## Page text

[Start of Attachment]

In this chapter, we will cover two ways to incorporate nonlinear relationships:

Include a quadratic
Include a logarithmic transformation

8.1 Learning objectives

Explain why and how to extend a regression model to include a quadratic relationship
Interpret the coefficients associated with a quadratic term in a regression model
Compute the value of the quadratic explanatory variable at which the outcome is at its maximum or minimum
Explain the difference between percent change and percentage point change
Explain why to log-transform variables in a regression model
Interpret results from log-log, log-level, and level-log models

8.2 Quadratic

If we theorize or see visual evidence that the association between an explanatory variable and an outcome is such that the outcome initially increases or decreases as the explanatory variable increases, then, at some value of the explanatory variable, the outcome decreases, then we may want to include a quadratic term of that explanatory variable in our regression model. That long-winded statement warrants an immediate visualization provided by Figure 8.1 below.

Note that wage appears to initially increase with age, then decreases. The data present a pattern that resembles an inverted U, also known as a concave parabola. Age and wage is a classic example of a quadratic relationship. We should not force ourselves to fit a straight line to these data; we can estimate a better line.

Figure 8.1: Wages by age

Equation (8.1) presents a generic population regression model with a quadratic term ($x_1$ and $x_1^2$). The only difference between this and previous models is the choice to square one of the explanatory variables. This is just an example. Any number of explanatory variables can be squared if theory warrants it.

\[\begin{equation} y = \beta_0 + \beta_1x_1 + \beta_2x_1^2 + \beta_3x_2 + \cdots + \beta_kx_k + \epsilon \tag{8.1} \end{equation}\]

Thus, the sample equation is as follows

\[\begin{equation} \hat{y} = b_0 + b_1x_1 + b_2x_1^2 + b_3x_2 + \cdots + b_kx_k \tag{8.2} \end{equation}\]

As we have done before, once we obtain estimates for the coefficients that correspond to $x_1$ – $b_1$ and $b_2$, we want to be able to report how much $y$ is predicted to change due to a one-unit change in $x_1$. In order to report the marginal effect of an explanatory variable that has been squared, we use Equation (8.3) below. The result of this equation provides the predicted change in $y$ given a one-unit change in $x_1$.

\[\begin{equation} b_1 + 2b_2x_1 \tag{8.3} \end{equation}\]

Note that had we not squared $x_1$ the predicted change in $y$ from a one-unit change in $x_1$ would be $b_1$, which is exactly the same as in previous models.

However, now that we are estimating a curved line, the effect of a one-unit change in $x$ on $y$ is not constant; it changes depending on the value of $x$.

Another important question when a quadratic relationship is involved is at what value of $x$ is $y$ maximized or minimized. This can help decision-making, such as how to minimize costs or maximize profit, or maximize the probability of some desirable outcome. In order to report the value of $x$ at which $y$ reaches its maximum or minimum, we use Equation (8.4) below. The result of the equation gives us the optimal value of $x$.

[End of Attachment]

Referring expression data:
[Start of Attachment]

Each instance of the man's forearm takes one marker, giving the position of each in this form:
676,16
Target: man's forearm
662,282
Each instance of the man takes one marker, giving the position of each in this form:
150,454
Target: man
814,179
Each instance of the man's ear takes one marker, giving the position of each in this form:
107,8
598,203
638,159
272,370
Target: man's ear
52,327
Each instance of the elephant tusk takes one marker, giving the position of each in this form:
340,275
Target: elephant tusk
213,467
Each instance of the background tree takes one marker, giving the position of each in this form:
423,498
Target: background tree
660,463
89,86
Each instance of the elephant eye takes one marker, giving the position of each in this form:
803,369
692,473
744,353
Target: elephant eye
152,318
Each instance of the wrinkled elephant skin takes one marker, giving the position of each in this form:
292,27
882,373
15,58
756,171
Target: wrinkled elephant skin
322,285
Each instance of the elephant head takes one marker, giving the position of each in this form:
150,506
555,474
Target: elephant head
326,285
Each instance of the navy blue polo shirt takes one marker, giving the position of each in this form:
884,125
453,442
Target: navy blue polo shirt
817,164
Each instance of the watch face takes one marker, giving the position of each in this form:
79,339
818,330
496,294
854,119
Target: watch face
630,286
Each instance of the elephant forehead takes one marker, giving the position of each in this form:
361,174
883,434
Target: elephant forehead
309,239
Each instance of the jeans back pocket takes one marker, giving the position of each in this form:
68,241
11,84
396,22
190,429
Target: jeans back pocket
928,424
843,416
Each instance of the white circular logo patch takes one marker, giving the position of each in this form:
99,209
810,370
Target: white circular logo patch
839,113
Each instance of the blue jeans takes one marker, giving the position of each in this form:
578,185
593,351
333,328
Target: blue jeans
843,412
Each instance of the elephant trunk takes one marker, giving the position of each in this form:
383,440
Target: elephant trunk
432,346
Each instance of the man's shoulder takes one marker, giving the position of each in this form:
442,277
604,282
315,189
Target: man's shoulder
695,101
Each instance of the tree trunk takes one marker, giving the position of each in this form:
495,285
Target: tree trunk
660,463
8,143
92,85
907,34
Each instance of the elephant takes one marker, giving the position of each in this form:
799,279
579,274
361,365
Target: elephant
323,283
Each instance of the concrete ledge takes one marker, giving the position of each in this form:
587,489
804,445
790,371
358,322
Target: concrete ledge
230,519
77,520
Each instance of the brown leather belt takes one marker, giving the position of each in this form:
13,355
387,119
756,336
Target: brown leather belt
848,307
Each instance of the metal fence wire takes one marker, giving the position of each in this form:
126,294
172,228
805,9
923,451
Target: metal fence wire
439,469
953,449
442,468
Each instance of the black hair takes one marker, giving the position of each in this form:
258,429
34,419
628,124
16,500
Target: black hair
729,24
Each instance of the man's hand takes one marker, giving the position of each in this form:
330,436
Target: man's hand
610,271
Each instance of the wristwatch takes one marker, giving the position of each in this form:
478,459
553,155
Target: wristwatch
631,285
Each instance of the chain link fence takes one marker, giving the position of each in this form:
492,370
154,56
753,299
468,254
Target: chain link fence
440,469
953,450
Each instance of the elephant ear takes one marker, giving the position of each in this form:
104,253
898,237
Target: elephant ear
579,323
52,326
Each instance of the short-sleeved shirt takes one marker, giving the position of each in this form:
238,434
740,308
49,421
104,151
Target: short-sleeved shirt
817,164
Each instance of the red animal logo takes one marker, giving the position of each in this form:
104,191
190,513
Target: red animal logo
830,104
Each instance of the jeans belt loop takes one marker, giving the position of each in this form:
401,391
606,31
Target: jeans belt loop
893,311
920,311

[End of Attachment]

## Exercise description
Quote the passage on quadratic terms in regression, everything from "Figure 8.1: Wages" down to "theory warrants it.".

## Answer below
Figure 8.1: Wages by age

Equation (8.1) presents a generic population regression model with a quadratic term ($x_1$ and $x_1^2$). The only difference between this and previous models is the choice to square one of the explanatory variables. This is just an example. Any number of explanatory variables can be squared if theory warrants it.